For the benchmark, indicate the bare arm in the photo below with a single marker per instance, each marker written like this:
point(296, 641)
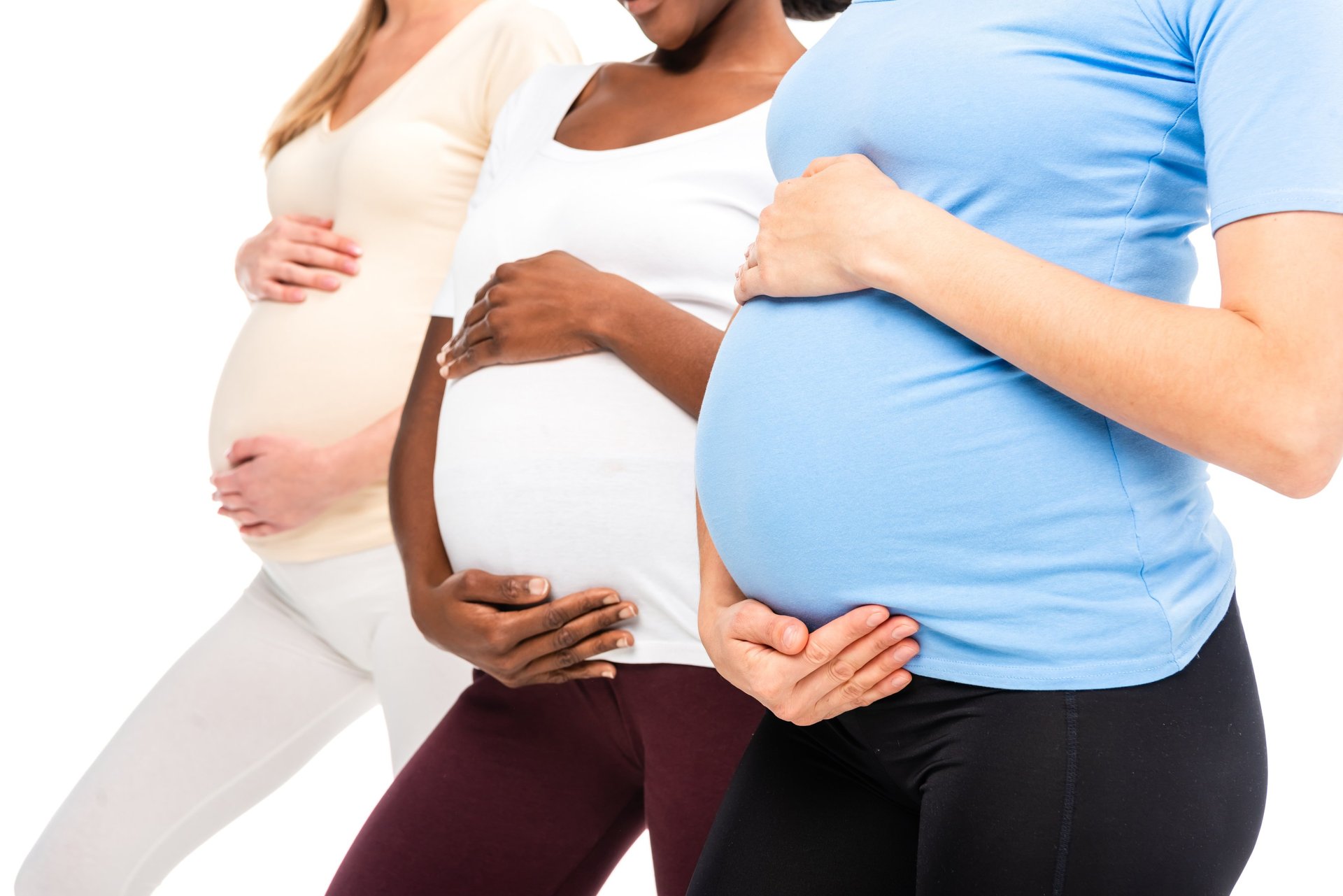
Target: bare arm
point(1252, 386)
point(411, 478)
point(555, 305)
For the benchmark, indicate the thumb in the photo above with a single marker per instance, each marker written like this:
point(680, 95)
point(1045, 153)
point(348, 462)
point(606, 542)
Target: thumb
point(248, 449)
point(821, 164)
point(506, 589)
point(758, 624)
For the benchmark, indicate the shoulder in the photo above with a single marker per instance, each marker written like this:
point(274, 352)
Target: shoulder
point(546, 89)
point(511, 23)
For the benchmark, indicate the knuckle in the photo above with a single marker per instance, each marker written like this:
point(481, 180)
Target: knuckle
point(842, 671)
point(852, 692)
point(816, 653)
point(554, 617)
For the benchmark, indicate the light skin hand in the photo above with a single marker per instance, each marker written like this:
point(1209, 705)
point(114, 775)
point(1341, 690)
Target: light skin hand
point(1205, 382)
point(278, 483)
point(849, 662)
point(506, 627)
point(293, 254)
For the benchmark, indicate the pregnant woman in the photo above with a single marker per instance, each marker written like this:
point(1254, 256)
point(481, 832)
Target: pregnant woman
point(369, 171)
point(553, 476)
point(986, 405)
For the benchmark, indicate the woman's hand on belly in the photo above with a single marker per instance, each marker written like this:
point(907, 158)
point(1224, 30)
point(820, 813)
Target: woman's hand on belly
point(506, 627)
point(293, 253)
point(534, 309)
point(277, 483)
point(811, 236)
point(805, 678)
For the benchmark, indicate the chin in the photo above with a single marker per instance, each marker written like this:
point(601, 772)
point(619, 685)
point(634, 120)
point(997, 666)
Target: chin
point(671, 24)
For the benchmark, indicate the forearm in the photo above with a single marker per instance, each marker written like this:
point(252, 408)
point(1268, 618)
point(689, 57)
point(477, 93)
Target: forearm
point(1216, 383)
point(363, 458)
point(671, 348)
point(411, 480)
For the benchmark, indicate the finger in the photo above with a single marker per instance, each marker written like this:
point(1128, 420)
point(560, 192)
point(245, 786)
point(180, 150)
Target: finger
point(576, 632)
point(484, 588)
point(582, 671)
point(748, 285)
point(276, 292)
point(478, 309)
point(232, 502)
point(852, 693)
point(311, 255)
point(322, 236)
point(892, 684)
point(299, 276)
point(471, 359)
point(226, 483)
point(555, 614)
point(477, 332)
point(312, 220)
point(241, 516)
point(492, 283)
point(581, 652)
point(246, 449)
point(821, 164)
point(817, 687)
point(758, 624)
point(829, 640)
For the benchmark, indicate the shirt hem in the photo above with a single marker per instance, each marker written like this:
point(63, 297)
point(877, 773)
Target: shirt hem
point(1095, 677)
point(651, 652)
point(1280, 201)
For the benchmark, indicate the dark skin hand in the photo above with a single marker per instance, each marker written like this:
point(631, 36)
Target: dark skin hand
point(715, 59)
point(504, 625)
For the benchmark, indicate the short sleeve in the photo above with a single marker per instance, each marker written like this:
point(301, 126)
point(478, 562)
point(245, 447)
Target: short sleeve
point(1270, 80)
point(527, 39)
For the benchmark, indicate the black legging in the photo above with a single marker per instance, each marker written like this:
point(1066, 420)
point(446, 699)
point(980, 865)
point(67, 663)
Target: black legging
point(957, 790)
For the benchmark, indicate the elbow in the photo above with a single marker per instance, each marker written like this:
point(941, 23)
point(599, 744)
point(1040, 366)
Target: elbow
point(1306, 457)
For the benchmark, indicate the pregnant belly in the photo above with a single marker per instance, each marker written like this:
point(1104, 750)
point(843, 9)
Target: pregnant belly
point(855, 450)
point(319, 371)
point(572, 469)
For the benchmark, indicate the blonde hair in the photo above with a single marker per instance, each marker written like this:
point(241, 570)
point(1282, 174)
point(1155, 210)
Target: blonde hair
point(327, 85)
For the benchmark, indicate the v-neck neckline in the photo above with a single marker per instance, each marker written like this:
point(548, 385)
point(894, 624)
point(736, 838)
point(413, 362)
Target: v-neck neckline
point(402, 78)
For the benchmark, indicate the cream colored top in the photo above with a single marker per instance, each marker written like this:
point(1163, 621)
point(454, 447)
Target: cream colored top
point(397, 179)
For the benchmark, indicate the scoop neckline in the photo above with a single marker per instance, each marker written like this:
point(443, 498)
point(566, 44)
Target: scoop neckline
point(555, 148)
point(325, 124)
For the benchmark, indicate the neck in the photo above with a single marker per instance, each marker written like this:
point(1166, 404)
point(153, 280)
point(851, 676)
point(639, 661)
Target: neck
point(408, 13)
point(748, 35)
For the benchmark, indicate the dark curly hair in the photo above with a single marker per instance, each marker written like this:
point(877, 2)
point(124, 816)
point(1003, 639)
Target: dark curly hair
point(814, 10)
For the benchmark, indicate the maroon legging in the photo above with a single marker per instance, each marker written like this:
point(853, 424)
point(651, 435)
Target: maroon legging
point(539, 792)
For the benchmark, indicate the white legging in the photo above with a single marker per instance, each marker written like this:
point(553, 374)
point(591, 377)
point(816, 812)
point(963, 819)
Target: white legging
point(306, 649)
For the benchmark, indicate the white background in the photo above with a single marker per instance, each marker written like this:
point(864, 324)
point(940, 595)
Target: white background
point(131, 173)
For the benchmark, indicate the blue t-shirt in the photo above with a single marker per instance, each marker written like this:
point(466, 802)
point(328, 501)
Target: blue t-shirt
point(856, 450)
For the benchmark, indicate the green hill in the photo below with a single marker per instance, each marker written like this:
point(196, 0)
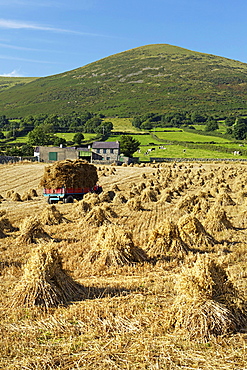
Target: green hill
point(154, 78)
point(8, 82)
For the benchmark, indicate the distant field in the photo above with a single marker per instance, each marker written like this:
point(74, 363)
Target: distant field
point(68, 136)
point(187, 136)
point(178, 151)
point(143, 139)
point(122, 124)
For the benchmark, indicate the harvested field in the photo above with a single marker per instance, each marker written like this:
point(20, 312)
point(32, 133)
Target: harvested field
point(158, 295)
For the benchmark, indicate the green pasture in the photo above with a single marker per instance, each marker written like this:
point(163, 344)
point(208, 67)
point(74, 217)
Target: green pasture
point(68, 136)
point(177, 151)
point(122, 124)
point(143, 139)
point(189, 136)
point(221, 129)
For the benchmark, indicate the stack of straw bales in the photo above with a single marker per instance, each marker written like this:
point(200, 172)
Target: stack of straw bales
point(51, 216)
point(119, 199)
point(92, 199)
point(217, 220)
point(15, 197)
point(44, 282)
point(224, 199)
point(26, 196)
point(114, 247)
point(32, 230)
point(135, 204)
point(193, 232)
point(5, 224)
point(207, 303)
point(165, 241)
point(96, 217)
point(70, 174)
point(149, 195)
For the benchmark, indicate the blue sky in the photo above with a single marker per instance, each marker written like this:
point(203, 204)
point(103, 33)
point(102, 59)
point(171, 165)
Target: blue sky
point(45, 37)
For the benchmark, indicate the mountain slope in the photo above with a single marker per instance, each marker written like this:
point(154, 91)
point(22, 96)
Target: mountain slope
point(152, 78)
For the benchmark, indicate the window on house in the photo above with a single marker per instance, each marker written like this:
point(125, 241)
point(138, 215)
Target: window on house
point(52, 156)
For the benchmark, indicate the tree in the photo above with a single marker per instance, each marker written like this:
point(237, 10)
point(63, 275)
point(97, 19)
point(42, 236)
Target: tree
point(78, 137)
point(197, 117)
point(59, 141)
point(211, 125)
point(239, 129)
point(128, 145)
point(39, 136)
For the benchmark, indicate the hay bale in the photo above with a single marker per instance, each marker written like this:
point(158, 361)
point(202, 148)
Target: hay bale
point(70, 174)
point(187, 203)
point(5, 224)
point(80, 208)
point(107, 196)
point(32, 230)
point(135, 204)
point(51, 216)
point(224, 199)
point(33, 193)
point(92, 199)
point(165, 241)
point(96, 217)
point(242, 196)
point(207, 303)
point(114, 247)
point(8, 193)
point(15, 197)
point(44, 282)
point(134, 191)
point(115, 188)
point(119, 199)
point(26, 196)
point(217, 220)
point(149, 195)
point(193, 232)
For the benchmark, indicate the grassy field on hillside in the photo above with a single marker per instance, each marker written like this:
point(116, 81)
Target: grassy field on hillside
point(153, 78)
point(122, 124)
point(178, 151)
point(154, 279)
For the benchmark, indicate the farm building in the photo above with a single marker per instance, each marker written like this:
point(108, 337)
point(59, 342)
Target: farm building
point(100, 151)
point(108, 151)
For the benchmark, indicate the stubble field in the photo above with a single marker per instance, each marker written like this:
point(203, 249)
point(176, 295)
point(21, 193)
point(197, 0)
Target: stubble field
point(127, 316)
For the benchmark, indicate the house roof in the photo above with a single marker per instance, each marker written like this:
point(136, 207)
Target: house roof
point(105, 145)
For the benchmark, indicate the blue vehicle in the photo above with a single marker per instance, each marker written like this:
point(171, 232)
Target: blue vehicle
point(67, 195)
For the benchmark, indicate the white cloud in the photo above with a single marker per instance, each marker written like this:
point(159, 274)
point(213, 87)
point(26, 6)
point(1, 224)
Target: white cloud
point(14, 73)
point(10, 24)
point(6, 57)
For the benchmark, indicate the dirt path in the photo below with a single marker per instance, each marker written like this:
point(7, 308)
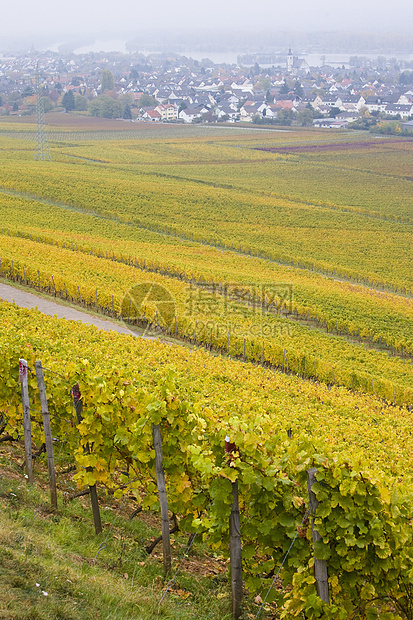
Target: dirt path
point(24, 299)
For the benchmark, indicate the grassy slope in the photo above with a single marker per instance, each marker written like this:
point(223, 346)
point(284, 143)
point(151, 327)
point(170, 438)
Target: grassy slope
point(54, 552)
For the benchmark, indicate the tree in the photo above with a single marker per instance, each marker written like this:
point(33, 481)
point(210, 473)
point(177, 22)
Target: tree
point(105, 106)
point(47, 104)
point(284, 88)
point(298, 89)
point(183, 106)
point(106, 80)
point(127, 113)
point(68, 101)
point(334, 111)
point(146, 101)
point(305, 117)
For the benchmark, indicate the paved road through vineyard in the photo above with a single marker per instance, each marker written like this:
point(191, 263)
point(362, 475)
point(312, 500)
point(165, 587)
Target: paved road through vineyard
point(23, 299)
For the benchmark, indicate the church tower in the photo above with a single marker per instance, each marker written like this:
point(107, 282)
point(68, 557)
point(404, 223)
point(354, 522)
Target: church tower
point(290, 61)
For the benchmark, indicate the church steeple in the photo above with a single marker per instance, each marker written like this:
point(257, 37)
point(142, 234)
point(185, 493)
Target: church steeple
point(290, 61)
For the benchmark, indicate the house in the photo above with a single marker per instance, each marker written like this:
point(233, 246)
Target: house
point(167, 111)
point(395, 109)
point(374, 104)
point(152, 115)
point(407, 127)
point(188, 115)
point(330, 123)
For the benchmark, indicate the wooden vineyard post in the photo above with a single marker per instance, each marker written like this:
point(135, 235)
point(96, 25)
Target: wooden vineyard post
point(235, 548)
point(47, 433)
point(77, 400)
point(320, 566)
point(282, 367)
point(163, 499)
point(26, 418)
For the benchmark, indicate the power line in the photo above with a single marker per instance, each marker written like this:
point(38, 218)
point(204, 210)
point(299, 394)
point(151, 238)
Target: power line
point(41, 149)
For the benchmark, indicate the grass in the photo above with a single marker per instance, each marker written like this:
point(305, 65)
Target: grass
point(53, 566)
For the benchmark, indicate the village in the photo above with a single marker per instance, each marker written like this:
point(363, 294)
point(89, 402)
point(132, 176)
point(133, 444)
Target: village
point(177, 89)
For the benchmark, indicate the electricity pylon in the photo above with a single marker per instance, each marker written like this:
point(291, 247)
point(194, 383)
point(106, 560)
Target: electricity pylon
point(41, 149)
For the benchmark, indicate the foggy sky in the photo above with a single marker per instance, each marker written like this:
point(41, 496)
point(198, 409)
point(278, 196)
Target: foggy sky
point(90, 17)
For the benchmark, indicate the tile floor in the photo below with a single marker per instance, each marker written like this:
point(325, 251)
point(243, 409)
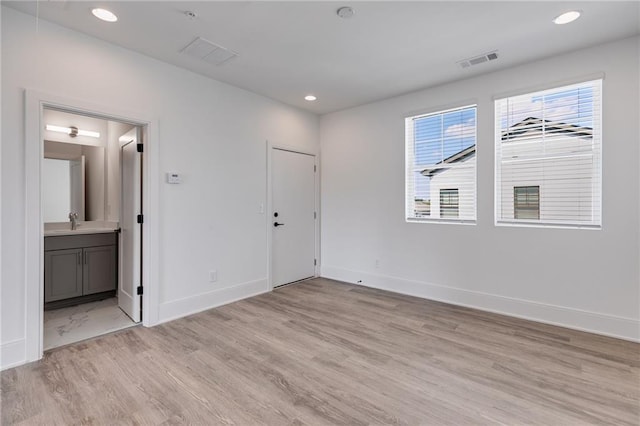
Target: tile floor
point(76, 323)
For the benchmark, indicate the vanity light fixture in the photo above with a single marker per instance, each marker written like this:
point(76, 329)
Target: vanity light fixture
point(104, 14)
point(345, 12)
point(72, 131)
point(566, 17)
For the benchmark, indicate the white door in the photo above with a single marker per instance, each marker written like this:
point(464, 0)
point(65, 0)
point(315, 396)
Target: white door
point(293, 216)
point(130, 237)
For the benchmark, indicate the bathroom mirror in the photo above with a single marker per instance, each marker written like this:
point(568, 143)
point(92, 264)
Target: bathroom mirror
point(63, 187)
point(73, 180)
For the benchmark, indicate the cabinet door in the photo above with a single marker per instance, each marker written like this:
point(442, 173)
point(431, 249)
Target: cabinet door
point(62, 274)
point(99, 269)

- - - -

STATED PROBLEM: Copy the data word for word, starting at the line that has "For the benchmark, indicate the bathroom" and continuing through the last line of the data.

OUTPUT OF THE TASK:
For the benchmark, indicate the bathroom mirror in the photo above with a single marker per instance, each marker written like this:
point(568, 143)
point(92, 264)
Target: bathroom mirror
point(63, 187)
point(73, 180)
For the benchmark, indicate the cabinet door in the photo above with a single marker per instance, each marker written like this:
point(442, 173)
point(431, 249)
Target: cabinet door
point(62, 274)
point(99, 269)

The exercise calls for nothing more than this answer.